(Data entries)
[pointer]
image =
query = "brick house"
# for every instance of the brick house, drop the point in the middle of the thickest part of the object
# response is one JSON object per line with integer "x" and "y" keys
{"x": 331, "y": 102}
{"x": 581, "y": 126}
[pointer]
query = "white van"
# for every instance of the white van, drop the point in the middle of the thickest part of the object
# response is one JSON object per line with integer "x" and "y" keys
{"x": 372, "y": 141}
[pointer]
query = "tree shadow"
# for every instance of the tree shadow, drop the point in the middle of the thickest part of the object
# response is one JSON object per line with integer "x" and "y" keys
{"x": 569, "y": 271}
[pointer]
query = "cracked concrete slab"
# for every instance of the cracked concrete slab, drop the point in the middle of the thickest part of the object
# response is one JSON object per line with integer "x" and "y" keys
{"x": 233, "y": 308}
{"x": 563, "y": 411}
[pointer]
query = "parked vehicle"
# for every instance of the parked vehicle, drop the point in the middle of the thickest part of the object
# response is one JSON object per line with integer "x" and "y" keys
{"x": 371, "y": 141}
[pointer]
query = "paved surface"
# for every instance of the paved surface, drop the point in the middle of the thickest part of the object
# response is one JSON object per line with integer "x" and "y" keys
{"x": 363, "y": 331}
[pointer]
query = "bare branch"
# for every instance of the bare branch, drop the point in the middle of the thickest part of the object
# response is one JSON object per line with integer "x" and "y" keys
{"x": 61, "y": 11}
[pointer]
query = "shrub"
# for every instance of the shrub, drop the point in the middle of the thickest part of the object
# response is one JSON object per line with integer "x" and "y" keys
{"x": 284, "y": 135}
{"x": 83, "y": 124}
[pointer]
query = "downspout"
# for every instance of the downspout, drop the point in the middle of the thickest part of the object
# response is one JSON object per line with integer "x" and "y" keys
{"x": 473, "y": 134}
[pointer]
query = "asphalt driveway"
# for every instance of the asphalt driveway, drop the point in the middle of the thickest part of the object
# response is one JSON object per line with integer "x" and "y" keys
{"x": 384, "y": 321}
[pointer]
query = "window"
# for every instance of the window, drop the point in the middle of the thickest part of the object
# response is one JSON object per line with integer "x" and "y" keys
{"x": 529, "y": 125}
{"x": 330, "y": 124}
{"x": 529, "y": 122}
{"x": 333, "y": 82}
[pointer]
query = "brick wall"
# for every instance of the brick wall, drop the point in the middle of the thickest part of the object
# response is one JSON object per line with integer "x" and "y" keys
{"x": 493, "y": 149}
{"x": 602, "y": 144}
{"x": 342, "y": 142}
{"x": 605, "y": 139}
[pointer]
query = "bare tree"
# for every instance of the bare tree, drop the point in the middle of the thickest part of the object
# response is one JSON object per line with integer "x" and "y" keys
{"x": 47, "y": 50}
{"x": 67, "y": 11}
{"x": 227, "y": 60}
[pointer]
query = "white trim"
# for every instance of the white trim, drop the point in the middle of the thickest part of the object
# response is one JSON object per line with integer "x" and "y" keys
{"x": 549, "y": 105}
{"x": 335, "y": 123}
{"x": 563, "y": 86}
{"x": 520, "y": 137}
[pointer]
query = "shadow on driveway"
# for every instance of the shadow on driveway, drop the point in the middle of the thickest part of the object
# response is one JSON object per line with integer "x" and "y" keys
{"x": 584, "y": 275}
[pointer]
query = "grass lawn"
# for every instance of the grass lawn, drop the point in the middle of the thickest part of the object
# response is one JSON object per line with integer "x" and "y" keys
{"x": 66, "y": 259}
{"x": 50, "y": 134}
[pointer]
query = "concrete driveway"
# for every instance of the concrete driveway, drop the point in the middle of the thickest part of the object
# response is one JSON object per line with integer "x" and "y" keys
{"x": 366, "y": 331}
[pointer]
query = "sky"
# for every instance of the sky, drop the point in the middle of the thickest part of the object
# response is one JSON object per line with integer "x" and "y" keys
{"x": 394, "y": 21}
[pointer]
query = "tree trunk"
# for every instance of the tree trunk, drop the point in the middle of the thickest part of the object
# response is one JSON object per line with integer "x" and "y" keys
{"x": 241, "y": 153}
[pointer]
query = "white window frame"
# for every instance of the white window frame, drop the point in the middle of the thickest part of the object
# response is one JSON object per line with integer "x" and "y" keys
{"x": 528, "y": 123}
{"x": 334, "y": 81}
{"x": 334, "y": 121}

> [Exercise aim] Which lines in the entries above contain the string "trim"? Report every such line in full, treating uppercase and lowercase as different.

> [Solution to the exercise]
query = "white trim"
# for every instance of the white trim, drop the point in the middle of the thickest part of the object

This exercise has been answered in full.